— Begin Excerpt —
Re: Rtgdir telechat review of draft-ietf-anima-autonomic-control-plane-13

"Joel M. Halpern" <jmh@xxxxxxxxxxxxxxx> · Mon, 7 May 2018 19:05:10 -0400

Comments in line.  Areas of clear agreement elided.

On 5/7/18 3:30 PM, Toerless Eckert wrote:
Joel,

Sorry for the late reply. Bufferbloat.
Okay.  Thank you for addressing a number of the points effectively. 
Let's see if we can solve the remaining items.

     The definition of data-plane seems to assume that all forwarding (and
     control?) in all nodes is structured in terms of VRFs.  That seems to
     overly constrain implementation architecture.  Using VRF to to describe the
     ACP functionality is a little odd, but likely defnesible.  Declaring that
     all other functionality is in VRFs seems a step too far.

Oh... rathole ;-)
I spent a lot of time pondering this problem.  ...

In response to you bringing up the naming issue, i went through the
doc and removed "VRF" where it was used for the data-plane, so as not
to imply the use of VRF other than for the ACP itself.

There is still some amount of VRF in the "VRF selection" section, thats
really too hard to describe without VRF - would just make it too convoluted.

Good enough.  Thank you.

     It is unclear how the flexible policy defined in section 5 bullet 2 (about
     which nodes are ACP peer candidates) is consistent with autonomic
     operation.  It seems that the flexibility is important, so there should be
     some explanation here about how this is consonant with the stated goals.  I
     understand that the bootstrap comes from BRSKI, but I do not think that is
     where the policy comes from?
— End Excerpt —
— Begin Data shown —
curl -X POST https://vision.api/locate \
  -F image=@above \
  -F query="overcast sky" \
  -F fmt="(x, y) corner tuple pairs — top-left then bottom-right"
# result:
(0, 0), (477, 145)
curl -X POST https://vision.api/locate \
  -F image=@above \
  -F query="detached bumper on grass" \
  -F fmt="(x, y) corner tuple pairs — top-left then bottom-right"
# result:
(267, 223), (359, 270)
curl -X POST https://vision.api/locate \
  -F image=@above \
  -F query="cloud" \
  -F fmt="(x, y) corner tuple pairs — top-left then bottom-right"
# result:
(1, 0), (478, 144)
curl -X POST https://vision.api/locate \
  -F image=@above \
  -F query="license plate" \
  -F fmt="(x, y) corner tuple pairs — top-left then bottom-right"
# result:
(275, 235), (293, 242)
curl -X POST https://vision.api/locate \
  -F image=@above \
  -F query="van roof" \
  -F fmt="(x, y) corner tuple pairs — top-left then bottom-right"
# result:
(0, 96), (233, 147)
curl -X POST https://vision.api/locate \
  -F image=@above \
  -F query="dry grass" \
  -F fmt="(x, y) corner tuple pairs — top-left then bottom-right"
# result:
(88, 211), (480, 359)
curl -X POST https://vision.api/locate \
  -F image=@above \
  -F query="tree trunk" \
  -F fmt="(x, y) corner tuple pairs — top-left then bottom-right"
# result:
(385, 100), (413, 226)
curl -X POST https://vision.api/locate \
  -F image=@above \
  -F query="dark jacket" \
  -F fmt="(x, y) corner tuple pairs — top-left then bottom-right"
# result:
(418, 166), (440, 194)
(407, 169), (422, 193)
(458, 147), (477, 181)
— End Data shown —
— Begin Data shown —
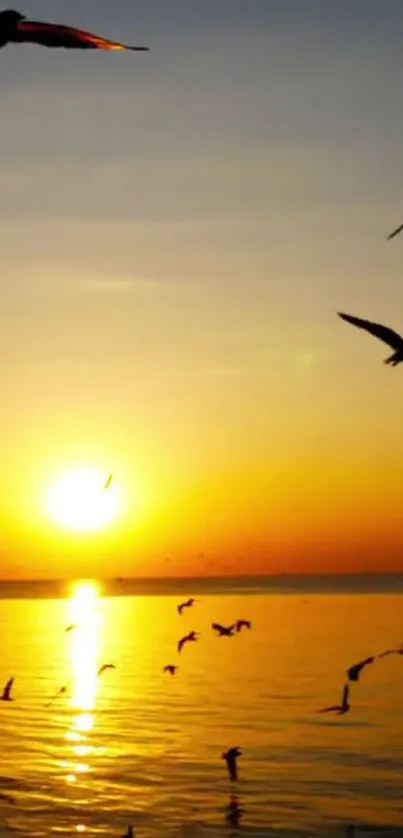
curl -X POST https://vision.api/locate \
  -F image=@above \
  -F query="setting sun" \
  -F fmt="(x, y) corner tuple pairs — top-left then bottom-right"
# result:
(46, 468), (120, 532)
— End Data shown —
— Begin Data shown —
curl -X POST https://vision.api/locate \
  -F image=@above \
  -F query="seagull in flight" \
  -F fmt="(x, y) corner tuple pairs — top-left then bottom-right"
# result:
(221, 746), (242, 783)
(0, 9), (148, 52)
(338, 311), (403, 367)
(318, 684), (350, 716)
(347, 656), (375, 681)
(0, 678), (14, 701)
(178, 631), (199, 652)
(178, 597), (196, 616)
— End Data shown —
Problem set:
1 - Pick out every line in the rows that contains the string "query". Case counts.
2 - Proceed with the mailing-list reply on the autonomic control plane draft review, starting after its last sentence.

Final answers:
1 -
  -F query="overcast sky" \
  -F query="detached bumper on grass" \
  -F query="cloud" \
  -F query="license plate" \
  -F query="van roof" \
  -F query="dry grass" \
  -F query="tree trunk" \
  -F query="dark jacket" \
  -F query="setting sun" \
  -F query="seagull in flight" \

2 -
Would rather not like to add more suggestive text, and thats at best what
i could add. The default policy is the best "autonomic" behavior we know how
to make work: aka: try to connect ACP to all neighbors you can discover. And
we have only defined with DULL GRASP how to find subnet adjacent neighbors.

The main reason to mention policy is so that there is some leeway to do
more or even (sigh) less than all direct neighbors.

After looking at this, I think I can live with what you already have.  I 
think there are some issues, but let it be.

   If the rsub is empty, but the extensions are not
   empty, it looks like there will be two plus signs (following the optional
   acp-address) before the first extension.  Is that intended as the way to
   indicate the absence of the rsub?

Yes. Otherwise it would be ambiguous to parse. Haven't
written something about this because i think readers eithrer
don't care or the can figure it out easily.

I think it would help to state it explicitly.

(section 6.1.1)
   It also seems odd that the rsub (which is a
   domain extension) appears in the local-part of the domain information, not in
   the domain name.  Even though for hashing purposes it is concatenated, with a
   period, with the domain name.
  If these oddities are intentional, then there ought to be explanations so the
  reader is not confused.

The difference between domain and routing-subdomain are explained directly after
the BNF:

  <t>"domain" is used to indicate the ACP Domain across which all ACP nodes trust each other and are willing to build ACP channel to each other.  See <xref target="certcheck"/>.

  <t><t>"routing-subdomain" is the autonomic subdomain that is used to calculate the hash for the ULA prefix of the ACP address of the node. ...

Added:

"rsub" needs to be in the "local-part"; it could not syntactically be separated from "domain-name" if "domain" is just a domain name. It also makes it easier for domain name to be a valid e-mail target.

Okay.  It is odd, but works.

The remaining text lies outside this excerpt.